Hubo un intercambio de miradas y luego una explosión de risas. Estábamos cenando el 30 de diciembre y le pregunté a mis hijos que qué les parecía si compraba dulces y bebidas para hacer un “Sweet & Drinks” en casa la noche del 31.

“¿Acaso hay un plan mejor?”, dijo uno riéndose. “Este Año Nuevo va a ser el peor de la historia”, dijo otro.

Pues lo que pasó a continuación viene a enseñarnos a no quejarnos: las cosas siempre pudieran ser mucho mejor, pero también un poco peor.

Una hora después llegó la llamada de otro de mis hijos, que estaba donde el papá, a contarme que la prueba que se hizo el día antes, por un “resfriado”, le salió positiva por Covid.

Era cuestión de tiempo para que esto pasara. En mi cabeza, el Covid es un ejército enemigo que viene de todas las direcciones, galopando en caballos a toda velocidad.

Afortunadamente, mi hijo se sentía bien. El detalle estaba en que ese día, los dos hermanos que cenaron conmigo, estuvieron con él donde su papá, lo cual me olía a malas noticias.

Siguiendo las recomendaciones del Minsa, todos los afectados entraron en aislamiento preventivo. Si una hora antes, el prospecto de Año Nuevo parecía terrible, pues se acababa de poner peor.

### Tareas
A - Según el texto, ¿qué día estaban cenando cuando se habló de hacer un "Sweet & Drinks" en casa?
B - Por favor, transcribe del texto todo lo que va desde "Una hora después" hasta "positiva por Covid.".
Las entradas son un material aparte, sin relación con el texto.

### Conjunto de entradas
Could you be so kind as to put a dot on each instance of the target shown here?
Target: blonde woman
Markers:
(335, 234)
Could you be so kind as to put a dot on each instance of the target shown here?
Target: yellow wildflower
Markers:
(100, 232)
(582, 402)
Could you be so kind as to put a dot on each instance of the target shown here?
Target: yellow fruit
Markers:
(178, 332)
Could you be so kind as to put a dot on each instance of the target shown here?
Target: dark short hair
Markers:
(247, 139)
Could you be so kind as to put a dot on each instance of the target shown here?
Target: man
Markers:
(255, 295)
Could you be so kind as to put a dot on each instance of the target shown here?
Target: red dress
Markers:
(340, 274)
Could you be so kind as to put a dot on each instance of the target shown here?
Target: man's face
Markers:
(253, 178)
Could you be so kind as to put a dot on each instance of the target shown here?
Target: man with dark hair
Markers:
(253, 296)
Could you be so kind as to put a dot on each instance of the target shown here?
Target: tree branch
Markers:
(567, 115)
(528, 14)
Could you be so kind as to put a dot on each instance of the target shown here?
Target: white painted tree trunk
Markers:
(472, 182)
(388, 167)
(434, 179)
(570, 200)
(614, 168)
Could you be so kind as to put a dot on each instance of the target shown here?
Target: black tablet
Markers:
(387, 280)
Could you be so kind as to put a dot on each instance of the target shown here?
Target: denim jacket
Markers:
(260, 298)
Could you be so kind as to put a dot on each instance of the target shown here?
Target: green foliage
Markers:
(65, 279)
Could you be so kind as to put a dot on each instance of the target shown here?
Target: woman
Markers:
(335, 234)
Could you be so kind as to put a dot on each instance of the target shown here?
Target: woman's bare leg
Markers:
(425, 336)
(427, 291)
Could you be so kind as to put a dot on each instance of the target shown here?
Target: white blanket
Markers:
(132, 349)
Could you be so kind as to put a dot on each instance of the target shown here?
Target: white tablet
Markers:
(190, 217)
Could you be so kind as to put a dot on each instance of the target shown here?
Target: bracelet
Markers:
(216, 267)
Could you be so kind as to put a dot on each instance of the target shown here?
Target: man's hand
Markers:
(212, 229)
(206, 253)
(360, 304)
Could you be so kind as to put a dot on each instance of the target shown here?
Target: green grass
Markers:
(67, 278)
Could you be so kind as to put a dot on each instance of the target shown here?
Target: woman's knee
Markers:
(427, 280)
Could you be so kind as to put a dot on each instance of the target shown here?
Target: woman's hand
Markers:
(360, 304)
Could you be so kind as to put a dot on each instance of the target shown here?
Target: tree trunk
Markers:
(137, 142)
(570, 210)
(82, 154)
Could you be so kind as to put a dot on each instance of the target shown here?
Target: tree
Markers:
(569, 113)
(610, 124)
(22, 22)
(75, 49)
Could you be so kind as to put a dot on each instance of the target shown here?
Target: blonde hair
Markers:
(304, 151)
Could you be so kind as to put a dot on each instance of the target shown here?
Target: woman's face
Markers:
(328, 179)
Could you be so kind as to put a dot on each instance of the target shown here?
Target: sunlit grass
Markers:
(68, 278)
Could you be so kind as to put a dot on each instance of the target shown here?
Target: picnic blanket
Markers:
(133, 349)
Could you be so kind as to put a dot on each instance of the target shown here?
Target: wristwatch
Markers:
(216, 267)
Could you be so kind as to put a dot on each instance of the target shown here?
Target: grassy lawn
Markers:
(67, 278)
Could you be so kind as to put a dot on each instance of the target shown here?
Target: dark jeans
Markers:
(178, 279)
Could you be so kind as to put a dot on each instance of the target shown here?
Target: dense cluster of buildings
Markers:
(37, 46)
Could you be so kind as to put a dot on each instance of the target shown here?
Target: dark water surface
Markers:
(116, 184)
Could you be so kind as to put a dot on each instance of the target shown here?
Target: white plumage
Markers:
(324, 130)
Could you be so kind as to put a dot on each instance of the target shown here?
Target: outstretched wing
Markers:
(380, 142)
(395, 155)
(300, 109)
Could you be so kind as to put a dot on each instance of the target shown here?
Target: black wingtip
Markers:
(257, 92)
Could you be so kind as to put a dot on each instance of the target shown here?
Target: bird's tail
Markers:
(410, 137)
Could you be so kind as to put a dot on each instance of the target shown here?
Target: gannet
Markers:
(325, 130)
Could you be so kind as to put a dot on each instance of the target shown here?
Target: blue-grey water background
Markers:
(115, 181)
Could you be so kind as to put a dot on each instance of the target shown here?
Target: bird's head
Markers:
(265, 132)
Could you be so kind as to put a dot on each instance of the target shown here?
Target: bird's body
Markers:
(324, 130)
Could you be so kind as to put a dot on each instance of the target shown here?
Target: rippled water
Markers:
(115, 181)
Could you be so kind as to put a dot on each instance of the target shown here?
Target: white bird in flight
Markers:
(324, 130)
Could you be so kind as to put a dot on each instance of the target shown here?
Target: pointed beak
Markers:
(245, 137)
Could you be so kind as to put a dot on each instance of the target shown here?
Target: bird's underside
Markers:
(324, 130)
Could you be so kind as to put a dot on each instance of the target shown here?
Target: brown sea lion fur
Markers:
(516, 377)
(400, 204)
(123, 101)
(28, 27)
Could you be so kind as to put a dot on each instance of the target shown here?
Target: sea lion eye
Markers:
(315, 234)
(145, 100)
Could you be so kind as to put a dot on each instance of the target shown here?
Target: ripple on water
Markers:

### Respuestas
A - El 30 de diciembre.

B -
Una hora después llegó la llamada de otro de mis hijos, que estaba donde el papá, a contarme que la prueba que se hizo el día antes, por un “resfriado”, le salió positiva por Covid.